Copy the data from the line that contains "outcrop. Tag each instance with a single point." to its last line, exactly, including both of those lines and leaving out everything before.

* start Data excerpts *

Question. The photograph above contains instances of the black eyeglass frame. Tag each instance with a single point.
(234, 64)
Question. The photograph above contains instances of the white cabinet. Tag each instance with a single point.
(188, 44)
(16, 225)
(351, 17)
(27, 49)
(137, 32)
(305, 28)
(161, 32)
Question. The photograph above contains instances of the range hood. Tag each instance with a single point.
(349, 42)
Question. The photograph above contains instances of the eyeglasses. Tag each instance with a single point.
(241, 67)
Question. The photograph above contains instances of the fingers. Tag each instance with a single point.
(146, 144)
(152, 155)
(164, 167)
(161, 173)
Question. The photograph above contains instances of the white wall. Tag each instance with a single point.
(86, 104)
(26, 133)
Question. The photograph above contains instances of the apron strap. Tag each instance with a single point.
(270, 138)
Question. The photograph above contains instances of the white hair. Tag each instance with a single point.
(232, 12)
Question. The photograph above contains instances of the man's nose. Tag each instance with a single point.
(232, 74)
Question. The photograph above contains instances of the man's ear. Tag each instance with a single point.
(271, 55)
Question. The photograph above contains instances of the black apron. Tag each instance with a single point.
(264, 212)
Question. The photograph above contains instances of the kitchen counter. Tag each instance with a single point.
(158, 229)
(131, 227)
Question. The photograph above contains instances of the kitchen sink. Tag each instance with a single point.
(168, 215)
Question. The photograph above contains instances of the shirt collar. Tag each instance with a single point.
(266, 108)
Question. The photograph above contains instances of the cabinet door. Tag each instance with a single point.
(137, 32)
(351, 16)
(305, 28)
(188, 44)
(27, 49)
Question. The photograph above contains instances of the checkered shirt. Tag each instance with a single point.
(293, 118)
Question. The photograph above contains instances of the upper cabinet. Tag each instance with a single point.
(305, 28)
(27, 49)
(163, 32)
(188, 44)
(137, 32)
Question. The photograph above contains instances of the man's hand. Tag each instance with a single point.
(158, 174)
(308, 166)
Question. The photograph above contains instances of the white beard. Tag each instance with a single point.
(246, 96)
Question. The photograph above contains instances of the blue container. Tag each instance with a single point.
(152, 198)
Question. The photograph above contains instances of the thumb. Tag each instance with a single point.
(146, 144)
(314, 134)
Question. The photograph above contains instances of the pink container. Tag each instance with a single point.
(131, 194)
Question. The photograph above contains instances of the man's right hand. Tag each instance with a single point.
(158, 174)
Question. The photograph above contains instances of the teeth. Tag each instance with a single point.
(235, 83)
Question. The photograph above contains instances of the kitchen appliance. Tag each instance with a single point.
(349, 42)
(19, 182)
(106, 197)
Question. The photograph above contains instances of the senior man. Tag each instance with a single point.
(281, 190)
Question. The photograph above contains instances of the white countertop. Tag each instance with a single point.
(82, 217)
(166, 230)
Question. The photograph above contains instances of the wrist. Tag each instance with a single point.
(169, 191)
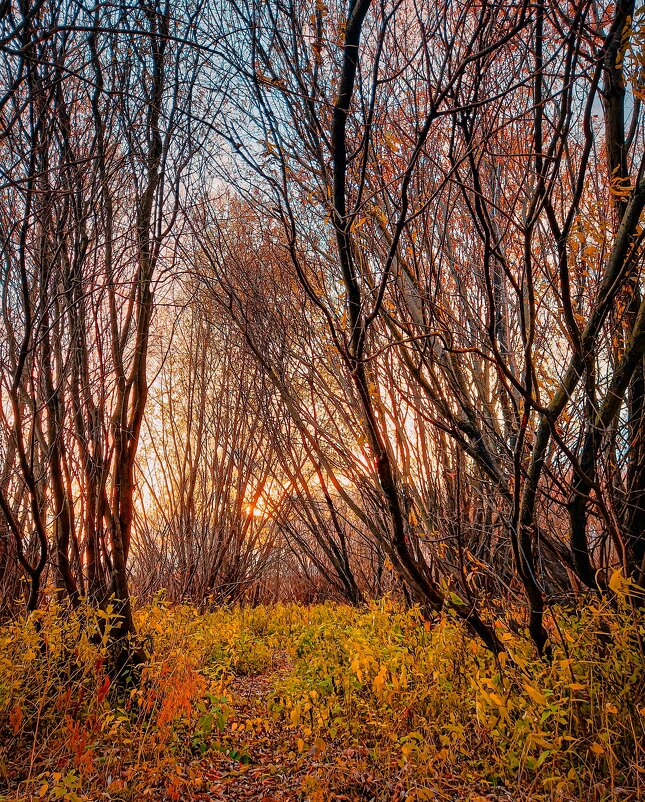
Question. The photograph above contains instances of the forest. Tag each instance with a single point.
(322, 400)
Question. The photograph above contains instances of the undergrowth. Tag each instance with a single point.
(419, 701)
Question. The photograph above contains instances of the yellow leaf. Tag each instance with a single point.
(536, 695)
(616, 581)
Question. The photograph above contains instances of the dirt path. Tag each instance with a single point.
(255, 758)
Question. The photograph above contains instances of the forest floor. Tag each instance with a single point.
(258, 760)
(321, 704)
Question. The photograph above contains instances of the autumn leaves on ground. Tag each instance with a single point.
(321, 703)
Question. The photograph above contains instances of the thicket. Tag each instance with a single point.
(414, 705)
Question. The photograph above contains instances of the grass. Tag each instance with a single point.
(327, 702)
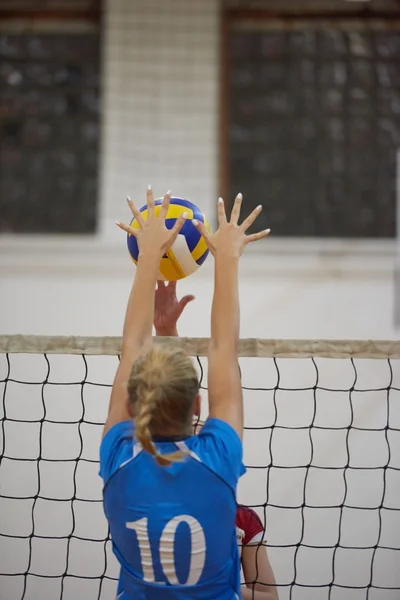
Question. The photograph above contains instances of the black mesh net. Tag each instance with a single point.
(321, 446)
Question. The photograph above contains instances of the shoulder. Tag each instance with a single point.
(219, 447)
(116, 448)
(250, 523)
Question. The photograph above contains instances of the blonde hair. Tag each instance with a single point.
(162, 389)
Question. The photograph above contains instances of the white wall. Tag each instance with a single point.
(160, 101)
(160, 126)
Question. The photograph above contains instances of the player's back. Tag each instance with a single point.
(173, 528)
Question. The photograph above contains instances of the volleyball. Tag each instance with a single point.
(188, 252)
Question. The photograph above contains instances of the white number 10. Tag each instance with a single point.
(166, 549)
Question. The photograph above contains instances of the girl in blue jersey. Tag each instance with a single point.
(159, 479)
(257, 571)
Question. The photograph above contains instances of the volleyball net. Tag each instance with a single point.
(321, 446)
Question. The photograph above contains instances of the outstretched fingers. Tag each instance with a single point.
(248, 222)
(204, 232)
(150, 202)
(221, 212)
(127, 228)
(165, 205)
(181, 220)
(235, 214)
(135, 211)
(254, 237)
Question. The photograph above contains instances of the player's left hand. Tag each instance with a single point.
(167, 308)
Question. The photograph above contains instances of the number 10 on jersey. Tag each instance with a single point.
(165, 548)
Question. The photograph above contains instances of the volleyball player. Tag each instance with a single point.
(249, 528)
(158, 478)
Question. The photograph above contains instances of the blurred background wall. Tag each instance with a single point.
(296, 105)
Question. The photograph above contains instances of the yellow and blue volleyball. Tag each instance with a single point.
(188, 252)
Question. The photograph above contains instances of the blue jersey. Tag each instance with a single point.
(173, 528)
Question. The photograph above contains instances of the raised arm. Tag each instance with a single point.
(256, 567)
(227, 245)
(153, 239)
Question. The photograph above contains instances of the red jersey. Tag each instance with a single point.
(249, 528)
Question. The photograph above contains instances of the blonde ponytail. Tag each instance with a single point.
(147, 407)
(162, 390)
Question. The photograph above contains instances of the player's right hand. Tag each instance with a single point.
(231, 238)
(152, 235)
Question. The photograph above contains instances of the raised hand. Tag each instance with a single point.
(167, 308)
(152, 235)
(231, 238)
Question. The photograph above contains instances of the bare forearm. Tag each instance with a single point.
(250, 594)
(225, 314)
(138, 325)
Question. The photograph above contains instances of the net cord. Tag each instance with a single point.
(249, 347)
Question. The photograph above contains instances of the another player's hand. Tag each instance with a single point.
(167, 308)
(152, 235)
(231, 238)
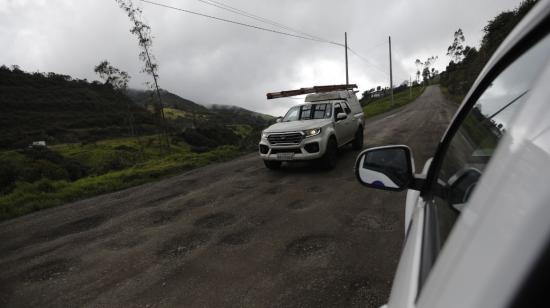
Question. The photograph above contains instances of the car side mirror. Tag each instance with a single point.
(341, 116)
(386, 168)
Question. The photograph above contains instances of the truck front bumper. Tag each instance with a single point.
(308, 149)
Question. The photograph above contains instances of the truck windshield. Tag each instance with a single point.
(309, 112)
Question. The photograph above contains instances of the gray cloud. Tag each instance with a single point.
(218, 63)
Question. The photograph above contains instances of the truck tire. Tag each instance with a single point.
(328, 161)
(358, 141)
(271, 164)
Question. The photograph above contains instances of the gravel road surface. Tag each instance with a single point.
(228, 235)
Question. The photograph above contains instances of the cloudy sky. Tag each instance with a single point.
(213, 62)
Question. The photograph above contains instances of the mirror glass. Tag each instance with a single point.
(341, 116)
(386, 168)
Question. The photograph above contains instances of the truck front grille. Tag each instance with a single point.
(285, 138)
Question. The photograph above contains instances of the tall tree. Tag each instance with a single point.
(456, 49)
(419, 64)
(118, 79)
(143, 32)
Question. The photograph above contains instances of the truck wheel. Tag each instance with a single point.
(273, 165)
(358, 141)
(328, 161)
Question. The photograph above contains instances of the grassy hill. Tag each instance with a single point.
(59, 109)
(89, 147)
(169, 100)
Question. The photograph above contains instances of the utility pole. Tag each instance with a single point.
(346, 47)
(391, 76)
(410, 87)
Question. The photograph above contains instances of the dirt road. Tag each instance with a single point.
(227, 235)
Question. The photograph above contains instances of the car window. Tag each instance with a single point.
(337, 109)
(308, 112)
(292, 114)
(346, 107)
(477, 138)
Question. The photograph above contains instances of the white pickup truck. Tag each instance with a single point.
(330, 118)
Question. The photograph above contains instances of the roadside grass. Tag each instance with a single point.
(172, 113)
(457, 99)
(381, 105)
(113, 165)
(242, 130)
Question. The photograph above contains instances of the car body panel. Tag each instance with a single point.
(507, 216)
(504, 228)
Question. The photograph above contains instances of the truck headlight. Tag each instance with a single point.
(312, 132)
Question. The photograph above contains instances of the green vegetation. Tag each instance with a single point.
(383, 104)
(173, 114)
(100, 140)
(467, 62)
(38, 178)
(59, 109)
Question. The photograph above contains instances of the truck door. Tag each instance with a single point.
(340, 125)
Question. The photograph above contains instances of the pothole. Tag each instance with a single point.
(216, 220)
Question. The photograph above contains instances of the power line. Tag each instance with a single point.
(232, 21)
(367, 61)
(237, 11)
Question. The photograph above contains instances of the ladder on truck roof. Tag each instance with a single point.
(315, 89)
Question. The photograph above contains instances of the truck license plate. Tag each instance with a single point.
(285, 156)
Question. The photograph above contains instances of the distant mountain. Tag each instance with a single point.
(59, 109)
(169, 100)
(230, 109)
(220, 114)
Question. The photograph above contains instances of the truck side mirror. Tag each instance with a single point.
(341, 116)
(386, 168)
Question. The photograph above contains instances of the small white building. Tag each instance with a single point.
(40, 143)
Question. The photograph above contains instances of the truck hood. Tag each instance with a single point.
(296, 125)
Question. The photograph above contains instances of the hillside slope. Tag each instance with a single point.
(59, 109)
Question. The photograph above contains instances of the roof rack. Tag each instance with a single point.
(315, 89)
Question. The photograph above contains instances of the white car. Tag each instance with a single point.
(314, 130)
(477, 218)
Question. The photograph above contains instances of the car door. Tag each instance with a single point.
(466, 154)
(349, 122)
(463, 157)
(339, 125)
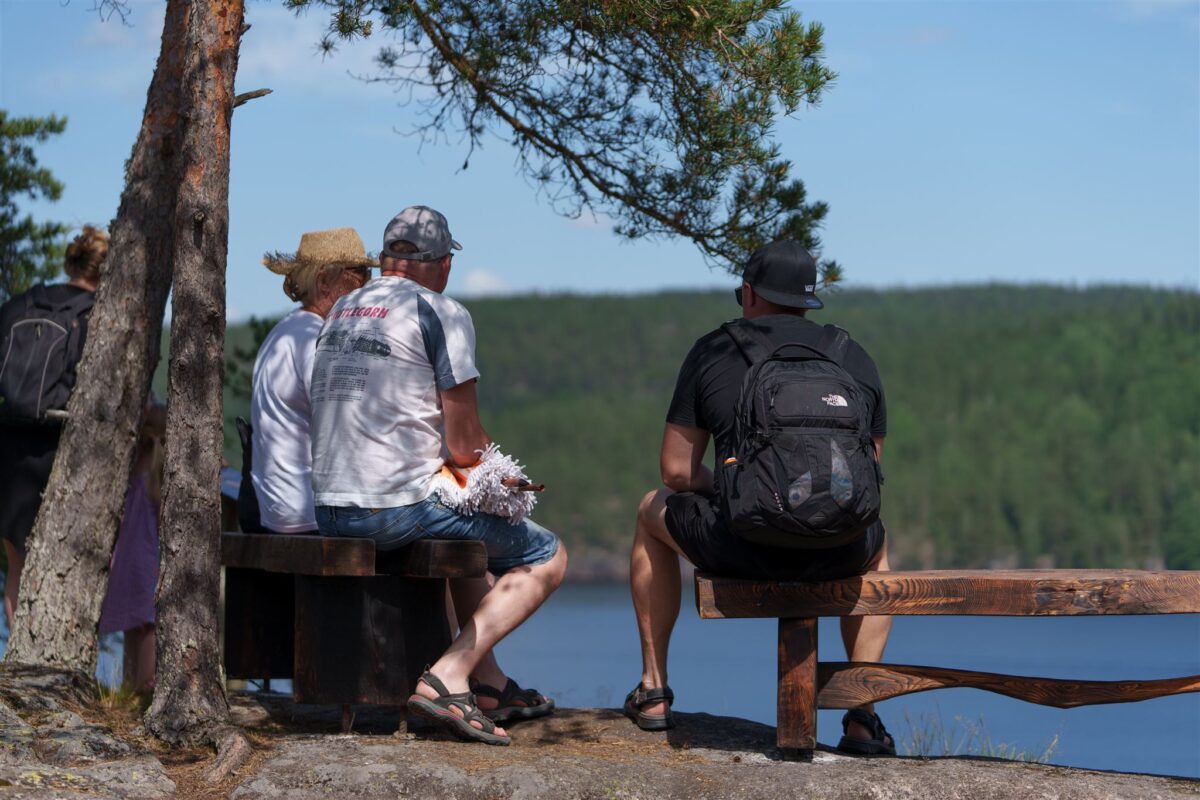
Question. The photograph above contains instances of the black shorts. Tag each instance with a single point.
(25, 461)
(700, 530)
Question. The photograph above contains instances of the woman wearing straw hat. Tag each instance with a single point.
(327, 265)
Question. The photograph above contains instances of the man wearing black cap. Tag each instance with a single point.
(778, 289)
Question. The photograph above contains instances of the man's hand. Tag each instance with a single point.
(465, 433)
(683, 452)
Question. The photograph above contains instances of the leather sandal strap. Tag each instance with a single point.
(436, 684)
(472, 714)
(869, 720)
(643, 696)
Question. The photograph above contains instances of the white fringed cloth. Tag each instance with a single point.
(479, 488)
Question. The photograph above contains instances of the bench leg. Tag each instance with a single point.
(796, 732)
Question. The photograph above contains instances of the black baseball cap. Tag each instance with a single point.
(785, 274)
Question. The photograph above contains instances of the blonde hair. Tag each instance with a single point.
(300, 283)
(85, 253)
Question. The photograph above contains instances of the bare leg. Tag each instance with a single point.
(467, 594)
(139, 657)
(865, 638)
(654, 583)
(515, 596)
(12, 581)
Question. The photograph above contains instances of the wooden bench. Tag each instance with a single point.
(345, 624)
(805, 684)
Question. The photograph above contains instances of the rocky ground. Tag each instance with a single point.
(57, 743)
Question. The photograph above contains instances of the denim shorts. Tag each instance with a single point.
(508, 546)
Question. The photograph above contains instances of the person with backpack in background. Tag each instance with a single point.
(42, 332)
(798, 416)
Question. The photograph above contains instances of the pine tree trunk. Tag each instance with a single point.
(66, 567)
(190, 703)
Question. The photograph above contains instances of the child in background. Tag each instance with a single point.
(130, 602)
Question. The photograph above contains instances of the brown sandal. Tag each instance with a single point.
(641, 697)
(531, 704)
(441, 713)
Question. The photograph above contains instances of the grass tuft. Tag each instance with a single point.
(929, 737)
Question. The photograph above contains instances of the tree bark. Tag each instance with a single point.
(66, 567)
(190, 703)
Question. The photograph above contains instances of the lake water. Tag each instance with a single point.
(581, 648)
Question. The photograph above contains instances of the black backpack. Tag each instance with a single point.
(802, 471)
(39, 353)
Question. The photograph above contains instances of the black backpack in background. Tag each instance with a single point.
(40, 352)
(803, 470)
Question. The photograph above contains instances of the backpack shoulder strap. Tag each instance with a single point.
(833, 343)
(754, 346)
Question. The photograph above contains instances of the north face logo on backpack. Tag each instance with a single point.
(796, 474)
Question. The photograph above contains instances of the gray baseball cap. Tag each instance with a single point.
(423, 227)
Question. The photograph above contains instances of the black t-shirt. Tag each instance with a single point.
(709, 383)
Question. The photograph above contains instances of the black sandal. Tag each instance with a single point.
(642, 697)
(531, 703)
(441, 714)
(881, 741)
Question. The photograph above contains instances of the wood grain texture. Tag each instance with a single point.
(318, 555)
(846, 685)
(797, 716)
(327, 555)
(436, 558)
(366, 639)
(1001, 593)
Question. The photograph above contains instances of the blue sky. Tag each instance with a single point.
(961, 143)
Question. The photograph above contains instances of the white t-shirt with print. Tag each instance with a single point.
(384, 353)
(280, 413)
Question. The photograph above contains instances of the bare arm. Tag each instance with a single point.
(465, 432)
(683, 452)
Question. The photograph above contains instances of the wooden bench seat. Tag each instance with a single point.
(345, 624)
(805, 684)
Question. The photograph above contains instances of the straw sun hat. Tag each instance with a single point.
(318, 250)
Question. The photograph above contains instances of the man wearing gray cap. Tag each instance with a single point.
(394, 402)
(702, 521)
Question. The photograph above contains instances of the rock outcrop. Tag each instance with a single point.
(51, 746)
(586, 753)
(48, 750)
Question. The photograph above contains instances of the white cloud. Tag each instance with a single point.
(481, 283)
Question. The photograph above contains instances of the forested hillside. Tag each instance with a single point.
(1029, 426)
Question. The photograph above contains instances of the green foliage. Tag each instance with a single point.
(1029, 426)
(657, 114)
(240, 362)
(29, 251)
(930, 738)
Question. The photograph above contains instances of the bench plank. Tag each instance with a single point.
(330, 557)
(846, 685)
(1000, 593)
(796, 728)
(303, 554)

* end Data excerpts *

Response to the task —
Question. The photograph above contains instances of the rock outcrop. Tag each instance with a single point.
(51, 746)
(586, 753)
(48, 750)
Question. The photograph above contains instances of the white cloud. Tag each instance with a single point.
(481, 283)
Question. The photograph above contains instances of the forested hillside. Tag each instance with a single point.
(1029, 426)
Question. The photograph above contains instances of the green foliage. Tag each instance with a single point.
(1029, 426)
(657, 114)
(240, 362)
(29, 251)
(930, 738)
Question. The photograph above contains instances of the bench plank. Tag each instance with a single point.
(330, 557)
(846, 685)
(1000, 593)
(796, 728)
(303, 554)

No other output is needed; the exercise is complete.